• _Problem a_:
Reproduce every line of the saved entries below in full, shifting each bounding box coordinate in the answers by adding 59 to it.

• _Passage to read_:
[BEGIN]
I don't think I need to list any more of my groupings - you get the idea. This grouping field in itunes is autocomplete, which makes this work much easier. It also makes it important to use a fixed term order, and a fixed vocabulary.

Beyond this, I also organise my collection by bpm, year, rating (using stars - DJable lindy hop needs 3 stars to get into the list, all the safety songs have 5 stars), using the itunes fields. You can see, here, how I'm painting myself into a corner by using itunes. It means that all this data isn't necessarily stored in the song file in a useable way - I'm quite dependent on itunes to help me manage my collection. And as every librarian knows, it's a bad idea to keep your metadata in just one form, dependent on software that has a limited lifespan. ARGH!

I often use the 'date added' field to help me keep track of my newer music. If I've just bought a bunch of new CDs, I want to be able to access them quickly when I'm DJing. I usually search by key word (eg artist or song title), then manage the results by date added. This will help me find that Ellington song I bought last week, when I have >1000 Ellington tracks in m lindy hop folder.

Song title is often the field I search by term, or the way I narrow down my selection when I’m DJing. For example, I’ll be playing song X, checking out the vibe in the room, and think “Hm, I reckon a bit of Basie would go down well now.” Then I search for Basie in my lindy hop. If I’m looking for a particular Basie track – eg 1950s vocal stuff by Big Joe Turner – I’ll narrow the search by adding ‘vocal’. That’ll give me a list of songs that I’ll then look through manually for the right tempo or song title.
[END]
• _Problem b_:
From the passage on organizing a DJ music collection, quote the part that opens with the words containing "I don't think" and closes with "limited lifespan. ARGH!".

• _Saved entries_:
[BEGIN]
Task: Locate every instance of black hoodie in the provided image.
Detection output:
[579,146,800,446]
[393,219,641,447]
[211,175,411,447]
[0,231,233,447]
[END]
• _Full output a_:
Task: Locate every instance of black hoodie in the provided image.
Detection output:
[638,205,859,505]
[452,278,700,506]
[270,234,470,506]
[59,290,292,506]

• _Full output b_:
I don't think I need to list any more of my groupings - you get the idea. This grouping field in itunes is autocomplete, which makes this work much easier. It also makes it important to use a fixed term order, and a fixed vocabulary.

Beyond this, I also organise my collection by bpm, year, rating (using stars - DJable lindy hop needs 3 stars to get into the list, all the safety songs have 5 stars), using the itunes fields. You can see, here, how I'm painting myself into a corner by using itunes. It means that all this data isn't necessarily stored in the song file in a useable way - I'm quite dependent on itunes to help me manage my collection. And as every librarian knows, it's a bad idea to keep your metadata in just one form, dependent on software that has a limited lifespan. ARGH!